WHAT IS EXPECTED
What is needed here is an exact transcription of all the entries.

EXERCISE INPUTS
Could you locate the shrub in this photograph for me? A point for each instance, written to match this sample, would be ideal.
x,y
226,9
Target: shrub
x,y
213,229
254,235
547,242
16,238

RESPONSE
Could you locate the shrub in this photograph for me? A point for each instance, written to match this sample, would be ideal.
x,y
226,9
Target: shrub
x,y
213,229
254,235
547,242
16,238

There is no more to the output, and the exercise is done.